Start of Provided material

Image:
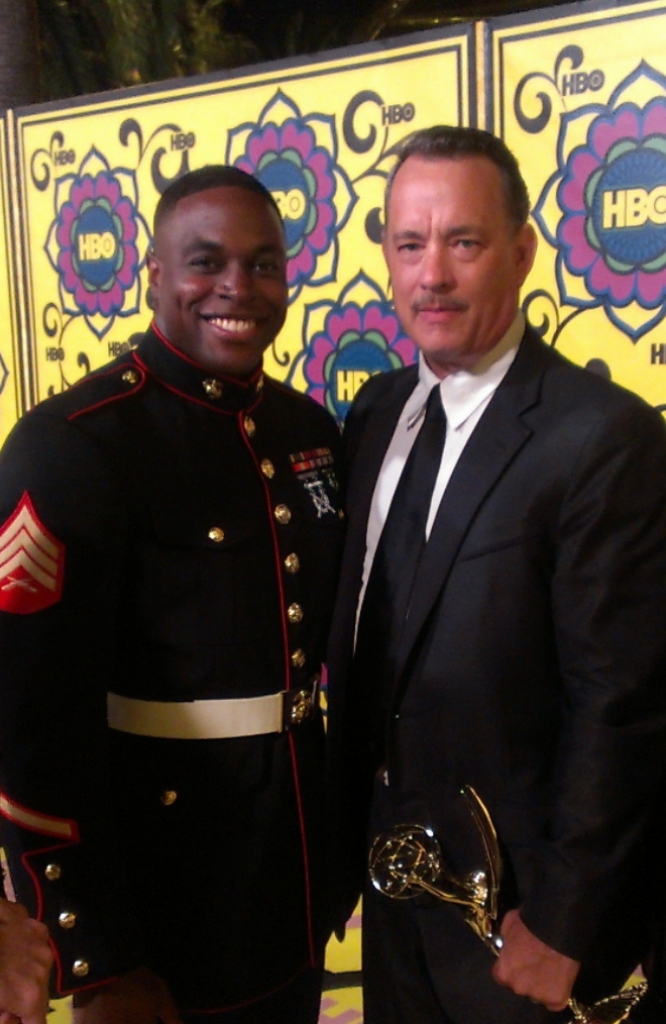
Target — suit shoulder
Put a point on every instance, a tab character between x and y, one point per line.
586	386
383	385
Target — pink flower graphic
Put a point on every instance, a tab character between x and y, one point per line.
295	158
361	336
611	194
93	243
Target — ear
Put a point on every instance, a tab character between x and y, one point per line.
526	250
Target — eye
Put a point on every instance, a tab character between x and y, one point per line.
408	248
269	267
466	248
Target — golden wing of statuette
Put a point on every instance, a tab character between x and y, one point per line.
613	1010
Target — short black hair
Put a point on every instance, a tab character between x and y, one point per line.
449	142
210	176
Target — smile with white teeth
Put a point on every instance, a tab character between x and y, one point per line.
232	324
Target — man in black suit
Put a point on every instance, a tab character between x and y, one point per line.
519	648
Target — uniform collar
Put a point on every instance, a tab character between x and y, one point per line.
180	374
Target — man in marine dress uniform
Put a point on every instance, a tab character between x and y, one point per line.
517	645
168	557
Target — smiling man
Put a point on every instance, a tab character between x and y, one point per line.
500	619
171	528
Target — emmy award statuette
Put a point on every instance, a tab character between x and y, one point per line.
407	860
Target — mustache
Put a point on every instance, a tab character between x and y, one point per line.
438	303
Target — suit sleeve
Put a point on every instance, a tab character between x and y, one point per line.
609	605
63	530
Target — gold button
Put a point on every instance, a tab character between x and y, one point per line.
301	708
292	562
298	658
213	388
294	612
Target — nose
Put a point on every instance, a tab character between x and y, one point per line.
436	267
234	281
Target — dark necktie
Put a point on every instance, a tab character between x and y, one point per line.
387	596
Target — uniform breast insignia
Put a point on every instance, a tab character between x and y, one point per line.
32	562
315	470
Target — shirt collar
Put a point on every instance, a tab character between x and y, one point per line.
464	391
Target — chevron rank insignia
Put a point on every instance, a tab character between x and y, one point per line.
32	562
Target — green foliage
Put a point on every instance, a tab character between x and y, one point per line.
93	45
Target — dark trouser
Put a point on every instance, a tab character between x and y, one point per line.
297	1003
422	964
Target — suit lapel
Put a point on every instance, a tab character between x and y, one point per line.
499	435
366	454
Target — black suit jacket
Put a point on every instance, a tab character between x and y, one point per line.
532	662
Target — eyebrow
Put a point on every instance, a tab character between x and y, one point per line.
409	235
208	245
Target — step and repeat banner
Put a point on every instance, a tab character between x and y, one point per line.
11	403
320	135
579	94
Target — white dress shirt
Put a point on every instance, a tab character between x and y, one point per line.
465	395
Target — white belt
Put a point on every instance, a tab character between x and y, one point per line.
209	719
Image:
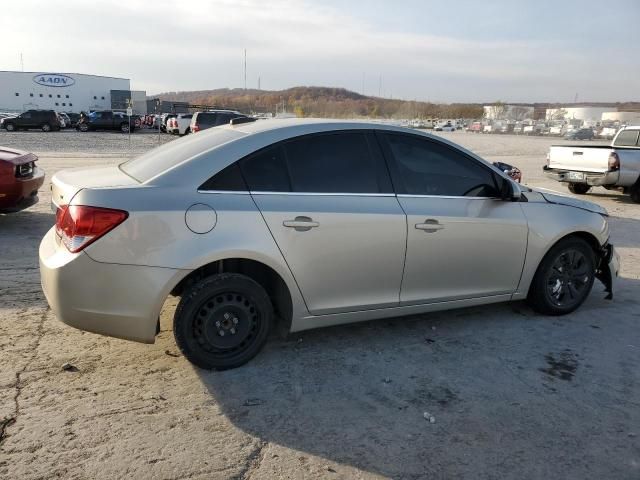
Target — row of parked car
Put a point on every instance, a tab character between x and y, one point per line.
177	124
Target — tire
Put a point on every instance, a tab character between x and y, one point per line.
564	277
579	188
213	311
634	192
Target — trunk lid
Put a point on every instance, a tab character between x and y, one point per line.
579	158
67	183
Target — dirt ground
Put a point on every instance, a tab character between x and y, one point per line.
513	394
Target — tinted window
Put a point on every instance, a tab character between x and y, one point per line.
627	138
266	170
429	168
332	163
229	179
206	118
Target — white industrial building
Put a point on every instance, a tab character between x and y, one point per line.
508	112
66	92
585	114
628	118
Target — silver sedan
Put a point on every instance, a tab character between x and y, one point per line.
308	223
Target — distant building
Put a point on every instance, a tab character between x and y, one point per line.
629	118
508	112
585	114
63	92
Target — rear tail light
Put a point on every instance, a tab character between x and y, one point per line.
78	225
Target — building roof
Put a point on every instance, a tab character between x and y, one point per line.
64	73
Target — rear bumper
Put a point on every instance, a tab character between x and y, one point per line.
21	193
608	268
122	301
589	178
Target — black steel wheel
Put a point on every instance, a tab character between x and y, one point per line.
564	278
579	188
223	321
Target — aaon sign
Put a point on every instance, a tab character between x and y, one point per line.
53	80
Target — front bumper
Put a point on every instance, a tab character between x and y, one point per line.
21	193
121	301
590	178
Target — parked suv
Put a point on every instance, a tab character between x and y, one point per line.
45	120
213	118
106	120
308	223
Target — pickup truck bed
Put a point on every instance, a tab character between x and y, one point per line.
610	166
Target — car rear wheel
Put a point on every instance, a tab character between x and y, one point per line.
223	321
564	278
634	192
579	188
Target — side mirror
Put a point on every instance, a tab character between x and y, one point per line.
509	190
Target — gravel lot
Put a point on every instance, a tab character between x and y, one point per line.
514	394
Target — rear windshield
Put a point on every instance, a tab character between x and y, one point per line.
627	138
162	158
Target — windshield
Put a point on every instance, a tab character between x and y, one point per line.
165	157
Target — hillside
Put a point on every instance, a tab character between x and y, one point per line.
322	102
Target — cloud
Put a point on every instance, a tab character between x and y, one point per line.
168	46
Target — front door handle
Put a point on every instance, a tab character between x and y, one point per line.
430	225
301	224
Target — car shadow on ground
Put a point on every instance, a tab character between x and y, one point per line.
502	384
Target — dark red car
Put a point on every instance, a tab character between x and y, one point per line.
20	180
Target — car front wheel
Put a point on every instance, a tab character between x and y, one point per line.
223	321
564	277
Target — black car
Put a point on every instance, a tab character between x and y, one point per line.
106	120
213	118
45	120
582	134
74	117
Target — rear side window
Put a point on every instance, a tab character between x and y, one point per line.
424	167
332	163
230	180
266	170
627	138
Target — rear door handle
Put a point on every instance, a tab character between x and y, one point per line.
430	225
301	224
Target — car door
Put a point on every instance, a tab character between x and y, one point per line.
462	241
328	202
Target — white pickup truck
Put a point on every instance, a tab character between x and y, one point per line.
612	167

End of Provided material
Start of Provided material

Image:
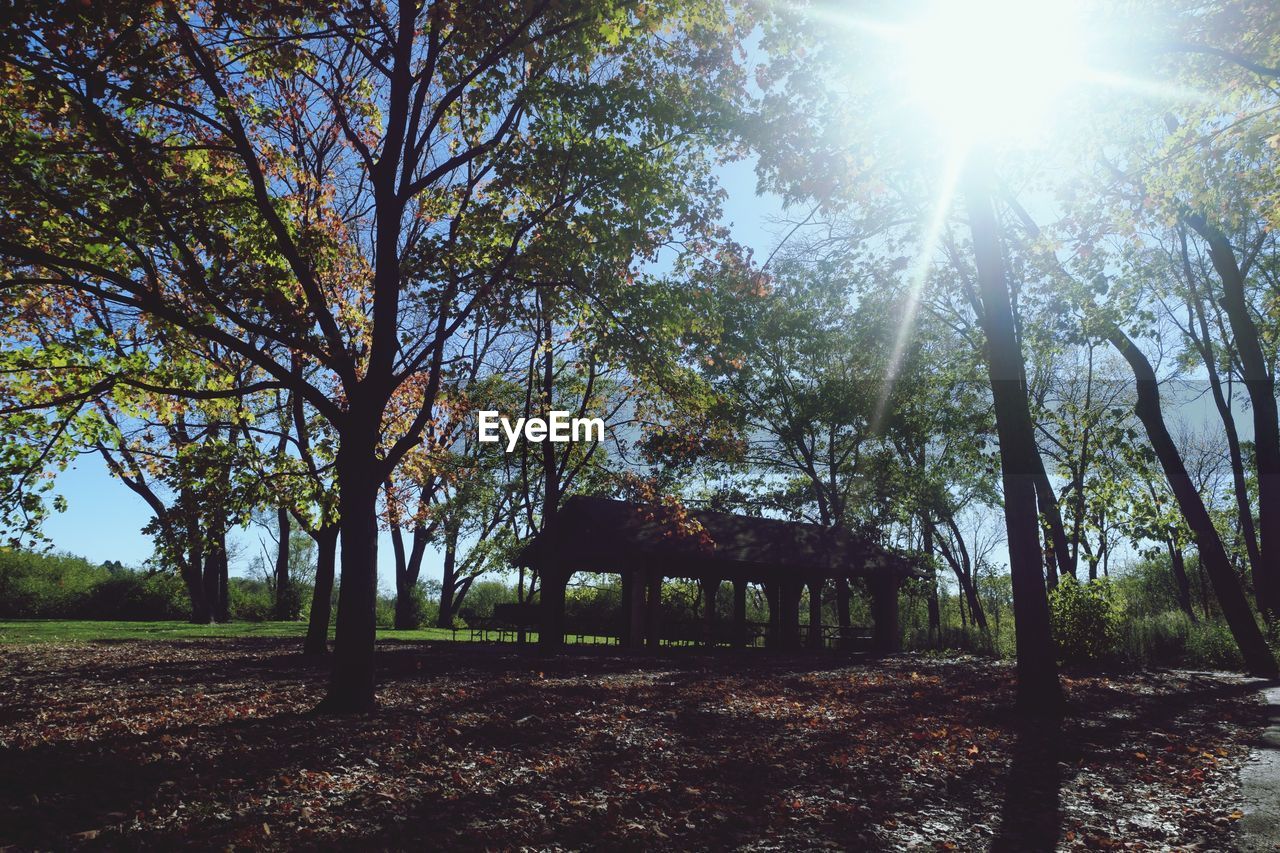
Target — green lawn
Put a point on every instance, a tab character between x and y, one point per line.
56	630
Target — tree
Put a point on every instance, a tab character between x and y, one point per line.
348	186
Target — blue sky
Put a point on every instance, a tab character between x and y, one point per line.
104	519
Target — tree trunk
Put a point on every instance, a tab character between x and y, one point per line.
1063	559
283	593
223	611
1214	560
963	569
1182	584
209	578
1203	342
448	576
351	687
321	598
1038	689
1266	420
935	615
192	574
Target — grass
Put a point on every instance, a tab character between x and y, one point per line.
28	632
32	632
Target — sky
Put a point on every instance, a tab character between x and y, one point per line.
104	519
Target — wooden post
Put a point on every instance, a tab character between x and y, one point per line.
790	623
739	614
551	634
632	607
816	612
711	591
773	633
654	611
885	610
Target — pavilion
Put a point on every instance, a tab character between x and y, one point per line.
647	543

End of Provided material

What you have to do: Each line holding the word "ground" must be pulled from the records.

Written reply:
Target — dirt ground
Target — car shadow on ground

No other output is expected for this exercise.